▶ [OBJECTIVE] Copy out each line of the records below word for word, keeping the same order.

▶ [INFORMATION PROVIDED]
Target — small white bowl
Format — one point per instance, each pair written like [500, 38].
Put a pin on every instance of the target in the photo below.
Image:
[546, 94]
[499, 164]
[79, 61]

▶ [TASK ANSWER]
Target — small white bowl
Format — one point per instance, each pair written like [500, 38].
Put a pin on every instance of the target in the photo below.
Image:
[546, 94]
[499, 164]
[79, 61]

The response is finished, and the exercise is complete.